**THE PROBLEM:** Beginning at the line that includes "query | brown hair", print each remaining line of the data word for word. Output nothing else.

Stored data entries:
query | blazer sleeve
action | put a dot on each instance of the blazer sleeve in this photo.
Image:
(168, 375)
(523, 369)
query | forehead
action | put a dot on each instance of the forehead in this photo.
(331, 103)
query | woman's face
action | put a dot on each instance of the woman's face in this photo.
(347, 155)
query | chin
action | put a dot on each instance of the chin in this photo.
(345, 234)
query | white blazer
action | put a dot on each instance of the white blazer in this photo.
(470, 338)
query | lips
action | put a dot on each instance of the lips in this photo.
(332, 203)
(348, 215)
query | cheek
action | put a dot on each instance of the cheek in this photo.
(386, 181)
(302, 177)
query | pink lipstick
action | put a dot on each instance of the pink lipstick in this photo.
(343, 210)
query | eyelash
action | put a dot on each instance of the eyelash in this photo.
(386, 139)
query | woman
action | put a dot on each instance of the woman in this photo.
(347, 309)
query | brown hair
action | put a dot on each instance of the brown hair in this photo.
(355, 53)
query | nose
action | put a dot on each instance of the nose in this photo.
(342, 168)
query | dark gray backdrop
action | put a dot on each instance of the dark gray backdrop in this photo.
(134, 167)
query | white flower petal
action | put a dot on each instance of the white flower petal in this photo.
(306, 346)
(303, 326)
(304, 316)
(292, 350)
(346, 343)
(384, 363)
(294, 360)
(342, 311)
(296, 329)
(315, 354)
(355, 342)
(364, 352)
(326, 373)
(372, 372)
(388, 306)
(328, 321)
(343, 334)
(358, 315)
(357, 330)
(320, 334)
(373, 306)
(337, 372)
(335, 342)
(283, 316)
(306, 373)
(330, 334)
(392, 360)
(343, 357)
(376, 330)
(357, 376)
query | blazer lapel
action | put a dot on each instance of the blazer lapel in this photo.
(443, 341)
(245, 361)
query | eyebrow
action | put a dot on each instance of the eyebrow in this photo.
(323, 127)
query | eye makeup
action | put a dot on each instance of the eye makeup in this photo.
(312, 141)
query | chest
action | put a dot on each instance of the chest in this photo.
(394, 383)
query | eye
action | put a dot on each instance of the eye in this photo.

**EXERCISE RESULT:**
query | brown hair
action | put a dot on each instance of the brown hair in this photo.
(355, 53)
query | nose
action | put a dot on each instance of the nose in this photo.
(342, 168)
query | dark gray backdrop
action | put a dot on each instance of the dark gray backdrop in this photo.
(134, 167)
query | white flower petal
action | put a dot on each instance of the white flower petal in this photo.
(306, 346)
(303, 326)
(304, 316)
(292, 350)
(346, 343)
(384, 363)
(294, 360)
(342, 311)
(296, 329)
(315, 354)
(355, 342)
(364, 352)
(326, 373)
(372, 372)
(388, 306)
(328, 321)
(343, 334)
(358, 315)
(357, 330)
(320, 334)
(373, 306)
(337, 372)
(335, 342)
(283, 316)
(306, 373)
(330, 334)
(392, 360)
(343, 357)
(376, 330)
(357, 376)
query | blazer lapel
action | put a dot on each instance of the blazer lapel in this photo.
(443, 341)
(245, 361)
query | eyebrow
action | put a dot on each instance of the eyebrow in this photo.
(323, 127)
query | eye makeup
action | put a dot on each instance of the eye makeup in this photo.
(312, 141)
query | chest
action | put a dot on each instance of the chest in this photo.
(394, 383)
query | eye
action | put a dot on each instance of the eye in this photo.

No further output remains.